What I've learned about Advertising

Post here if you have any strategy tips to share
Post Reply
Hans_Lemurson
Level 2 user
Posts: 41
Joined: Tue Feb 18, 2014 11:06 pm

What I've learned about Advertising

Post by Hans_Lemurson »

Advertising your products to improve the Brand Rating of your goods is essential to compete in markets and get the most money out of retail. However, this is a field that seems to be somewhat poorly understood, so I've done some experiments to determine how things work and answer my own questions about Advertising.

What I know from the Manual:
  • Brand Rating is the sum of Brand Awareness and Brand Loyalty. It is capped at 100, and contributes about 20%-50% of the total Product Rating (depending on the product, city, and economic state.)
  • Advertising creates Brand Awareness. Sales of good quality products create Brand Loyalty. Bad quality products can reduce (or even cause negative!) Brand Loyalty.
  • An Advertising Unit connected to some other unit will start to create Brand Awareness for the product in that unit, at the cost of money from the Advert budget.
  • A Media Firm's ratings points determine how much of the city's population can be "reached" by advertising through them.
This information is helpful, but...not quite enough.

Questions
  1. Does connecting an Advertising Unit to the same product multiple times increase its effect?
    Yes! An advertising unit spends its money per-connection!. An Ad Unit with $500k funding, connected to 4 Product Units (doesn't matter what type, purchase, sales, inventory...) will spend $2 million/month on advertising.
  2. Is Brand Awareness created just through money spent, or are there other factors involved?
    I can't be sure that there are no other factors, but it seems that the gains in Brand Awareness are directly proportional to the amount of money spent. Double the budget, double the gains. More Ad Unit connections = More money spent = More Brand Awareness. There's no upper limit except to how many connections can be made between Advertising Units and Product Units within the confines of a 3x3 floorplan. The best I've been able to do is 14 connections from units at $500k funding, creating an advertising Budget of a whopping 7 million/month. But boy did I get my money's worth! I Maxed-out the Brand Awareness for that product in just one month! So it seems that money spent is the only really important factor. Time spent doesn't seem to play a large part except the physical limit of how quickly you can dump money into Brand Awareness.
  3. Is Brand Awareness directly proportional to money spent?
    Yup! When I set up a store with twice as many Ad-Connections to Cigarettes as Cigars, the Cigarettes gained Brand Awareness twice as fast as the Cigars did. Reversing the test produced similar results. Brand Awareness seems to just be literally the amount of money you throw at it.
  4. How much does it take to reach 100 Brand Awareness?

#### [What the task requires]
Decide whether each statement below agrees with the advertising post above, answering yes or no and quoting the deciding words: 1. An Advertising Unit with $500k funding connected to four Product Units spends $2 million per month. 2. Brand Rating has no upper cap. 3. Sales of bad quality products create Brand Loyalty.

#### [Extracted data]
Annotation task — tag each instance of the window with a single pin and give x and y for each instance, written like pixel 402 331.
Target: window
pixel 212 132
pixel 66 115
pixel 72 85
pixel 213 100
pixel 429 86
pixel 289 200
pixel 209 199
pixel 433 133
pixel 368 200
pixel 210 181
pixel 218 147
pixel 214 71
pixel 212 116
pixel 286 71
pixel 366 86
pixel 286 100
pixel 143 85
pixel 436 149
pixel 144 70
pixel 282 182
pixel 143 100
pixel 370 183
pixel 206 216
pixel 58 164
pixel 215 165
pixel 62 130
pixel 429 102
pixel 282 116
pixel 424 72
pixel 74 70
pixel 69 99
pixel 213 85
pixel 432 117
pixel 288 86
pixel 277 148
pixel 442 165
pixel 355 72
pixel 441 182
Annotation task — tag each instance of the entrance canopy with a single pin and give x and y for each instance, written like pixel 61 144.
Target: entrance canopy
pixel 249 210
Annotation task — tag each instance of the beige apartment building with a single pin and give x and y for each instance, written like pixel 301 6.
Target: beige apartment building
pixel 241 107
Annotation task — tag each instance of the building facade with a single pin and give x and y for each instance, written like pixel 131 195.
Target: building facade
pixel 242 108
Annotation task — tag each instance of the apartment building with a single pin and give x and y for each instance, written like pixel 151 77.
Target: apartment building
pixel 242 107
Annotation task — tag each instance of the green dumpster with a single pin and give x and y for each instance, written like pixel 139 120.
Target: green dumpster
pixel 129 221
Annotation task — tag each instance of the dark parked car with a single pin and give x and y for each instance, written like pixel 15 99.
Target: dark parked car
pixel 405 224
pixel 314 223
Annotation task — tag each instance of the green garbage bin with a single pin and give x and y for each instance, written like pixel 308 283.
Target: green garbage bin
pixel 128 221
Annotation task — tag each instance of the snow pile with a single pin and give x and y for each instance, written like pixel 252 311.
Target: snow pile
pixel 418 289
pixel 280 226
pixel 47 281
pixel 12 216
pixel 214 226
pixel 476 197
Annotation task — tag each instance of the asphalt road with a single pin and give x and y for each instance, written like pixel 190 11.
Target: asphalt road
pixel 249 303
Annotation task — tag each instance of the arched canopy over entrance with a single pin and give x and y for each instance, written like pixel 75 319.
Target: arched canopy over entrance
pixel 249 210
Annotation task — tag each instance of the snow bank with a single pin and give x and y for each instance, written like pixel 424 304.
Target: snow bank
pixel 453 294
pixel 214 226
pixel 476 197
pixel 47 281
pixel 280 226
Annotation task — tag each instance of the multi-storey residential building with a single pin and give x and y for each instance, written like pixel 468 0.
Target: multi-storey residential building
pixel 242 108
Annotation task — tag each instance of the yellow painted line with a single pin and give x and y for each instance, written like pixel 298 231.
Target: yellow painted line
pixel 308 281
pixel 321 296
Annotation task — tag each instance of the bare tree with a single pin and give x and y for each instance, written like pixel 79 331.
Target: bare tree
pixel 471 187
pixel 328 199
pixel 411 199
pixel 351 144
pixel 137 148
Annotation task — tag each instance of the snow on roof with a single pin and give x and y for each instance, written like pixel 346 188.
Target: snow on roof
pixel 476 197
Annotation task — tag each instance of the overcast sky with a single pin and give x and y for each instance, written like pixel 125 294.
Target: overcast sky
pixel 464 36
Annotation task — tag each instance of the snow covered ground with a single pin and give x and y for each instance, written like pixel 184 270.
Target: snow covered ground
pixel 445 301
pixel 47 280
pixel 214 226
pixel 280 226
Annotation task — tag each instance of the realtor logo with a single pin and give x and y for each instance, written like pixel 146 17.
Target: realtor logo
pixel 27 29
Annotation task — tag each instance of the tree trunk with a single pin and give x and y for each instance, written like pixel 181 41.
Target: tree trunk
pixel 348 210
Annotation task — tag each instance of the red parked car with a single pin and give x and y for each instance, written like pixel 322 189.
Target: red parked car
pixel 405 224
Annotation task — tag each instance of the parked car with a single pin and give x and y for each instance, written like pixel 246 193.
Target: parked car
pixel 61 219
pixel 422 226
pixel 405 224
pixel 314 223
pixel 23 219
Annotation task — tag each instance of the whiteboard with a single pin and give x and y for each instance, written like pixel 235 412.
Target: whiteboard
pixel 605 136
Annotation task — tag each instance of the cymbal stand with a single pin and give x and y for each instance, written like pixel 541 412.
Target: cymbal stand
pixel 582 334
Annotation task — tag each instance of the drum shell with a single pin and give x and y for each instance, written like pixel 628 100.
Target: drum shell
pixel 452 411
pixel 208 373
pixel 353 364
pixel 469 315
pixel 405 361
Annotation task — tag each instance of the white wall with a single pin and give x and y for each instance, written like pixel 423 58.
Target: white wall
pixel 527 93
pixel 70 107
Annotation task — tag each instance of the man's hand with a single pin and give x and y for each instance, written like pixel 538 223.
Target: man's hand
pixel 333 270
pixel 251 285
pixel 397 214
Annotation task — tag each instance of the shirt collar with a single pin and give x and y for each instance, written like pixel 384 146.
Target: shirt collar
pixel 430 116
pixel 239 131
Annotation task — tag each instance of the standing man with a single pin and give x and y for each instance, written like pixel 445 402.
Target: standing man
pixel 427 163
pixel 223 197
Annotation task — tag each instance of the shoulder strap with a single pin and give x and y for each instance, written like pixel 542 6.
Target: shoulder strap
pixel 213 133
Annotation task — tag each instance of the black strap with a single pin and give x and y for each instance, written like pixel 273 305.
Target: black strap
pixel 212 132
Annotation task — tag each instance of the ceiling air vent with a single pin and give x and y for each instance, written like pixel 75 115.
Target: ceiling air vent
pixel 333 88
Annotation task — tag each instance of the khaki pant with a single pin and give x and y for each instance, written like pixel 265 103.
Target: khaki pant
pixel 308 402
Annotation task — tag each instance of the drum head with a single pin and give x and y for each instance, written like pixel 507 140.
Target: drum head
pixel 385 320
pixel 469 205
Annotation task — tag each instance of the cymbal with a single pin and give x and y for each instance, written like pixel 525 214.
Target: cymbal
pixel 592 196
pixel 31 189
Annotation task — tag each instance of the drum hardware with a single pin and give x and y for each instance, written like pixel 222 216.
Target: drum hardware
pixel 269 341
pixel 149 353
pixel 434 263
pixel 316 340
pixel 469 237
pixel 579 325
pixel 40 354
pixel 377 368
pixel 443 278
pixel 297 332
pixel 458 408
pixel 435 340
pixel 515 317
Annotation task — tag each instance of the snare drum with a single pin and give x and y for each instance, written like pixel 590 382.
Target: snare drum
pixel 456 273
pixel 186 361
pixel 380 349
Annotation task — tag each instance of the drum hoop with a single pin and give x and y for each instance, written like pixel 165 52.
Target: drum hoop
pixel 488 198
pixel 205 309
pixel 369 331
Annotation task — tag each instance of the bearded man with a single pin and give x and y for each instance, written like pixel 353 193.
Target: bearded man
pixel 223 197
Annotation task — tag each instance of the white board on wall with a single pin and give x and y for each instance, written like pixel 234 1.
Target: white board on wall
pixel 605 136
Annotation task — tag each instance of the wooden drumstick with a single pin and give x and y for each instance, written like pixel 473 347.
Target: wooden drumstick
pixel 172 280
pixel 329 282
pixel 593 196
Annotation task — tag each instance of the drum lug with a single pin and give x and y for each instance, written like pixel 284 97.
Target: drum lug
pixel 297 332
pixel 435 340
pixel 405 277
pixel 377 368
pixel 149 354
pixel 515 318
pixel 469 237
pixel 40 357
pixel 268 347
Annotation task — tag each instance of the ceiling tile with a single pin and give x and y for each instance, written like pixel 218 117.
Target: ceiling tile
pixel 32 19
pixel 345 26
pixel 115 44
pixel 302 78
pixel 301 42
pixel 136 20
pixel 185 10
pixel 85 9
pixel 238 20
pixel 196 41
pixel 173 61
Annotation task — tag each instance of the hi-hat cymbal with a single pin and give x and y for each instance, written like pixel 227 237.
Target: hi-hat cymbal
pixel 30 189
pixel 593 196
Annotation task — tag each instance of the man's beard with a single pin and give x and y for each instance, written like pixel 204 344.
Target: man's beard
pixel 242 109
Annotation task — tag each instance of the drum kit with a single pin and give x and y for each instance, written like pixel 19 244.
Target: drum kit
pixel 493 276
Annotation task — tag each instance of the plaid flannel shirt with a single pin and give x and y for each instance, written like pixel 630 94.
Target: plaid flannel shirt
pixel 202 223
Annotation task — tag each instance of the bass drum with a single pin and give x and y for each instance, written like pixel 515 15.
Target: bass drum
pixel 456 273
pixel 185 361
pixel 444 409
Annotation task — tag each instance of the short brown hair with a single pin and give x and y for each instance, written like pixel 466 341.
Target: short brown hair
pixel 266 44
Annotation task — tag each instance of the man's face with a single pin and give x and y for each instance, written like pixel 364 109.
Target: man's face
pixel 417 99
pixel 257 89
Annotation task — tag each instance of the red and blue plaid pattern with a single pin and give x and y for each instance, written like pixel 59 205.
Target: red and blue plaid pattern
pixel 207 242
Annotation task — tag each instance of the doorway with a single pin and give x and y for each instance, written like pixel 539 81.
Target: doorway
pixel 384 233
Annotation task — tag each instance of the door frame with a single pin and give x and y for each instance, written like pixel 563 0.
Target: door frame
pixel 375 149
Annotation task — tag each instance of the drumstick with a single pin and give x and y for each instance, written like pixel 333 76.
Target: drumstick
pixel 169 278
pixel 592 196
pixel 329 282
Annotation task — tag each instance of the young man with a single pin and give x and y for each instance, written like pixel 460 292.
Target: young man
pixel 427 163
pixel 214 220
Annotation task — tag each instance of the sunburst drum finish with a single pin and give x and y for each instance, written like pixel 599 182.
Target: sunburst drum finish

#### [Answer to this problem]
1. Yes: "An Ad Unit with $500k funding, connected to 4 Product Units (doesn't matter what type, purchase, sales, inventory...) will spend $2 million/month on advertising."
2. No: "It is capped at 100"
3. No: "Bad quality products can reduce (or even cause negative!) Brand Loyalty."